-- Material supplied follows --
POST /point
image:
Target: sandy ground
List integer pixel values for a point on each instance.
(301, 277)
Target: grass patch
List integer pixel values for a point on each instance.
-- Material supplied concluded --
Exact repetition is required: return every record shown above.

POST /point
image:
Target: sandy ground
List integer pixel values for a point on each instance.
(301, 277)
Target: grass patch
List integer pixel values for a point on each instance.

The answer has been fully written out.